• **EXERCISE DIRECTIONS**
Make an exact copy of the records that follow, with each picture omitted.

• **DATA TO USE**
▼▼▼
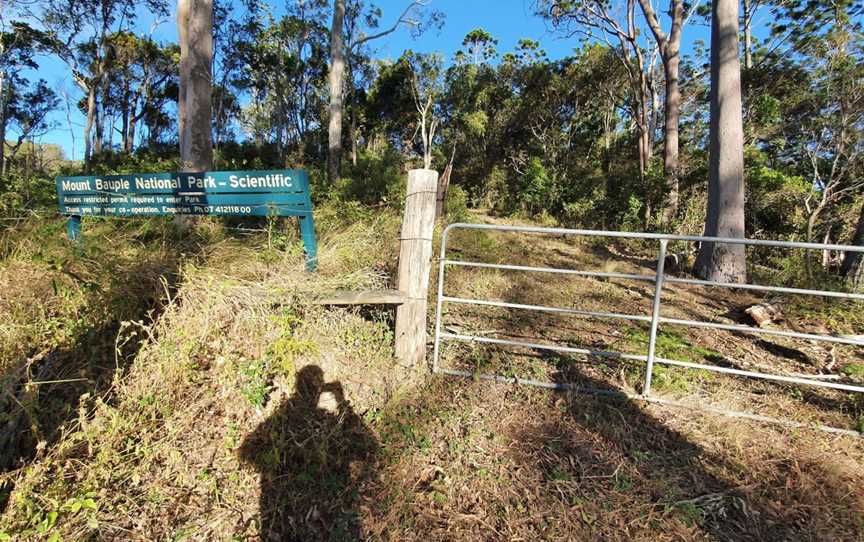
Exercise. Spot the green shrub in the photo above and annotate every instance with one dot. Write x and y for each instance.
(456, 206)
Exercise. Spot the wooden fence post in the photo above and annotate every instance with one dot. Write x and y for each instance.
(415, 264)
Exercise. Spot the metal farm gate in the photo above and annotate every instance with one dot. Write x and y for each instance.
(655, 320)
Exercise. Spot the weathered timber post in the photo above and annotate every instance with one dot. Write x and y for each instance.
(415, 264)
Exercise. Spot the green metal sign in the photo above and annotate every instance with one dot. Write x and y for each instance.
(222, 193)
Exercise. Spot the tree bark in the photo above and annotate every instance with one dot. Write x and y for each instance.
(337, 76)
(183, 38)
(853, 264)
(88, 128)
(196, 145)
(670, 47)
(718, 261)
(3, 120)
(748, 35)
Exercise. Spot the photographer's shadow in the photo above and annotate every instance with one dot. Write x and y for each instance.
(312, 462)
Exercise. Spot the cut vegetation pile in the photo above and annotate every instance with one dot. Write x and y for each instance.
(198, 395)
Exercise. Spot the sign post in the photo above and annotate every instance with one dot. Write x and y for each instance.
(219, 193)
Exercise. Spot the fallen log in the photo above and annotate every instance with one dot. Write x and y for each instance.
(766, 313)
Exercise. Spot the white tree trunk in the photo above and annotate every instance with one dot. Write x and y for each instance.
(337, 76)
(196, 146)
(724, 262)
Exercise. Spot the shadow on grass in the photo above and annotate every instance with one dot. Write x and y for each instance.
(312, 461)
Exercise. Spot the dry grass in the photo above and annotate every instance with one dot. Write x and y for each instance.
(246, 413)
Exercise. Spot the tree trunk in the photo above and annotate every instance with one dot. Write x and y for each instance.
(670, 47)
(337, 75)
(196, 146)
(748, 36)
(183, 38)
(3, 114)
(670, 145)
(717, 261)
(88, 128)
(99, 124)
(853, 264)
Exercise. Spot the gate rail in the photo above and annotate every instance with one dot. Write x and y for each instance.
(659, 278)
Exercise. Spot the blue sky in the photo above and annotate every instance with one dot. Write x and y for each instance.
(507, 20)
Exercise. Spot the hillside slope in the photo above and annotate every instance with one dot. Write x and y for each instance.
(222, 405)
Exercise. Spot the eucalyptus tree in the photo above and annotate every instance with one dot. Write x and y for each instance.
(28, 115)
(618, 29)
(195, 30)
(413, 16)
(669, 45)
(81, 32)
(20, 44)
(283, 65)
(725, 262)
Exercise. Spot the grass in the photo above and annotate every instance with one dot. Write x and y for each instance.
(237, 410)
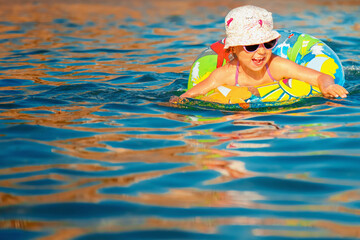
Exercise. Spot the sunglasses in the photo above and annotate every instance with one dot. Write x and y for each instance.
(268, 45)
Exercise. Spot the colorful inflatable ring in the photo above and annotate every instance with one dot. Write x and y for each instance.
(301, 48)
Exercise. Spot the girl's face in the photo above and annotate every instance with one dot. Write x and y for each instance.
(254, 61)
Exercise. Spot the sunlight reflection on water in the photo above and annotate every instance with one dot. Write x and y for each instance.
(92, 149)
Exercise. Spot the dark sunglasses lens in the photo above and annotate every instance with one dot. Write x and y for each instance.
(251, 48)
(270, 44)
▲▲▲
• **RESULT OF THE EXERCISE**
Exercise. Spot the green shrub in the photo above and annotate every instance with one dot. Write x and y for each instance.
(456, 206)
Exercise. Spot the wooden fence post in the photo above and annotate every instance with one dot. Write x and y for each instance.
(415, 264)
Exercise. Spot the metal farm gate in the photo above and annotate every instance with one dot. Write x and y for each instance.
(655, 320)
Exercise. Spot the weathered timber post in the photo above and annotate every instance with one dot. Write x and y for each instance.
(415, 264)
Exercise. Spot the green metal sign in the photo above and annotate every instance with one dot. Write x and y for each instance.
(222, 193)
Exercise. Spot the tree bark in the photo above and annotate every instance with one dot. Write x and y for each instance.
(337, 76)
(183, 38)
(853, 264)
(88, 128)
(196, 145)
(670, 47)
(718, 261)
(3, 120)
(748, 35)
Exercise. Spot the photographer's shadow in the photo above and annotate every instance with one dot. Write x and y for each instance.
(312, 462)
Exercise. Spot the cut vegetation pile in the photo above and annotate every instance with one dot. Write x and y for each instance.
(198, 395)
Exercise. Spot the sign post in the photo above and annotate every instance with one dot. Write x and y for each instance.
(219, 193)
Exercise. Spot the fallen log in the photo above and annotate every instance with one dot. Write x and y for each instance.
(766, 313)
Exercise. Spot the white tree trunk in the photo above and annotate every instance with one dot. Write x and y for each instance.
(337, 76)
(196, 146)
(724, 262)
Exercise. Spot the shadow on grass in the photo above and annotate every instance with one dot. Write x and y for each instance.
(312, 461)
Exercise. Spot the dry grass in the photo above and annotate every instance with one dot. Write x and y for each instance.
(246, 413)
Exercise. Spot the tree trunk in the photo above and annotate every instance with one dot. Write x and y for each instance.
(670, 47)
(337, 75)
(196, 146)
(748, 36)
(183, 38)
(3, 114)
(670, 145)
(717, 261)
(88, 128)
(99, 124)
(853, 264)
Exercise. Spot the gate rail in the photo above and annotate every instance with one dot. Write x and y for each instance.
(659, 278)
Exercise. Spot the blue sky in the photo above and annotate every instance with one dot. Write x and y for each instance.
(507, 20)
Exercise. Spot the hillside slope in the photo above and annotate every instance with one dot. Write x and y for each instance.
(222, 405)
Exercise. Spot the eucalyptus tree in the photo above and annotate every instance with one dot. Write x and y for each instance.
(28, 115)
(618, 29)
(195, 30)
(413, 16)
(669, 45)
(81, 32)
(20, 44)
(283, 65)
(725, 262)
Exercise. Spot the grass in the photo above and annotate every instance with one dot. Write x and y for each instance.
(237, 410)
Exercise. Spot the sunglasses in the photo above and annotate every instance with one dot. Write x and y for each instance.
(268, 45)
Exercise. Spot the colorful inflatable ring in the photo above and annotate every instance with one dot. Write x and y for each instance.
(301, 48)
Exercise. Spot the girl's face in the photo above and annotate every instance with one dot. Write x and y for each instance.
(254, 61)
Exercise. Spot the sunlight reflection on water in the photo above and annotate every instance with one dot. Write x and y for each instance.
(92, 149)
Exercise. Spot the dark sunglasses lens in the photo above and annotate every instance with one dot. Write x and y for each instance.
(251, 48)
(270, 44)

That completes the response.